* Objective
Rewrite every item below with the phrase "place a dot on" changed to "put a point on", leaving all other wording untouched.

Position identification items:
━━━━━━━━━━━━━━━━

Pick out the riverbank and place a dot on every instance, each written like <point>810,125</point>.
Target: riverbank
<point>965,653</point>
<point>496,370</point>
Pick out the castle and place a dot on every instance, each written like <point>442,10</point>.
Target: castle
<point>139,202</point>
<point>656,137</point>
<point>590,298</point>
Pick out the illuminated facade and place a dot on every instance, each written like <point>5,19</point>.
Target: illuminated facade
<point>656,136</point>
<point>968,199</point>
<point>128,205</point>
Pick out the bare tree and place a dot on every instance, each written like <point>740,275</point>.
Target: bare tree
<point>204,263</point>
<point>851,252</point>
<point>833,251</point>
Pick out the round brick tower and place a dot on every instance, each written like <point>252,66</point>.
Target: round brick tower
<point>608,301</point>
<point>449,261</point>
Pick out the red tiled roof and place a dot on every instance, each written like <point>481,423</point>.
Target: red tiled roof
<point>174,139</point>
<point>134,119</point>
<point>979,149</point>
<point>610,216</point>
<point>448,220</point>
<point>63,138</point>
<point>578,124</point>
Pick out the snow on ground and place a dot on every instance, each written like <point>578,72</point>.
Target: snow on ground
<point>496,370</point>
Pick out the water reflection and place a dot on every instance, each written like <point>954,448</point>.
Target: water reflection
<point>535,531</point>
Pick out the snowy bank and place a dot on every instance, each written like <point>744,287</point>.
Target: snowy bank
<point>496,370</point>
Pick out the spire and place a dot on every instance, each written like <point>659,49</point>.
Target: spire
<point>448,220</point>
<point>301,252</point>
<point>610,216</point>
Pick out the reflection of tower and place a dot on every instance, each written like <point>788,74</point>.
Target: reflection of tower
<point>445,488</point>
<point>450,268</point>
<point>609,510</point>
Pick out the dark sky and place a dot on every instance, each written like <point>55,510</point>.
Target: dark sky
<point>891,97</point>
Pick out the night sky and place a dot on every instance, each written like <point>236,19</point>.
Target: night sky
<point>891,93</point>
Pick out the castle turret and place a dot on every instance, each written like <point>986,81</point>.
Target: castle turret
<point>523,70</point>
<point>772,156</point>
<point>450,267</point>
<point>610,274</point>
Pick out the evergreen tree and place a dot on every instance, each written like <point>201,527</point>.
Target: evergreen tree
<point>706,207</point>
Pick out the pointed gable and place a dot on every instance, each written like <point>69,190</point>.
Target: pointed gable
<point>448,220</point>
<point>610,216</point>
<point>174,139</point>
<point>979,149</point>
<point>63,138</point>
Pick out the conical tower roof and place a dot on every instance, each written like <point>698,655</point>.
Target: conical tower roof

━━━━━━━━━━━━━━━━

* Solution to the problem
Pick out the riverbank and put a point on every instance, each written like <point>810,125</point>.
Target: riverbank
<point>965,653</point>
<point>496,370</point>
Pick out the castle and put a point on every instance, each written like <point>442,10</point>.
Target: castle
<point>139,202</point>
<point>656,137</point>
<point>590,298</point>
Pick out the illuminated facade and put a point on every instance, each written like <point>5,19</point>.
Target: illuminated facade
<point>656,136</point>
<point>968,199</point>
<point>128,205</point>
Pick out the bare tree and put a point on every instance, each written like <point>740,275</point>.
Target: bare tree
<point>204,263</point>
<point>851,252</point>
<point>833,251</point>
Pick out the round brick tower and put a point on every instance, each written like <point>252,66</point>.
Target: round brick tower
<point>608,301</point>
<point>449,261</point>
Pick out the red tiled roof and put a point on every instance, each written like <point>481,423</point>.
Target: red tiled roof
<point>174,139</point>
<point>134,119</point>
<point>979,149</point>
<point>610,216</point>
<point>448,220</point>
<point>63,138</point>
<point>578,124</point>
Pick out the snow on ground and put a point on every instance, each written like <point>578,72</point>.
Target: snow on ground
<point>496,370</point>
Pick out the water reflection and put a point on every instance, each written like <point>954,448</point>.
Target: water reflection
<point>535,531</point>
Pick out the snowy bank and put a point on every instance, each written like <point>744,287</point>.
Target: snowy bank
<point>496,370</point>
Pick out the spire and put a point on every instance, each written like <point>659,49</point>.
Target: spire
<point>448,220</point>
<point>301,252</point>
<point>610,216</point>
Pick out the reflection of tower and put a point on every instance, each written like <point>788,74</point>.
Target: reflection of tower
<point>445,488</point>
<point>450,268</point>
<point>609,510</point>
Pick out the dark sky and put a point on every instance, each written like <point>55,510</point>.
Target: dark sky
<point>891,97</point>
Pick out the night sky and put a point on every instance, each written like <point>236,19</point>.
Target: night sky
<point>891,93</point>
Pick out the castle turret and put a point on every instance, each written like <point>986,81</point>.
Target: castle turret
<point>523,70</point>
<point>772,156</point>
<point>450,267</point>
<point>610,274</point>
Pick out the evergreen tree and put a point on every instance, each written like <point>201,527</point>.
Target: evergreen tree
<point>706,207</point>
Pick out the pointed gable and put a point on every instance, each written like <point>69,190</point>.
Target: pointed gable
<point>448,220</point>
<point>610,216</point>
<point>174,139</point>
<point>979,149</point>
<point>63,138</point>
Pick out the conical tower roof and put a point on every instance, each written like <point>698,655</point>.
Target: conical tower roof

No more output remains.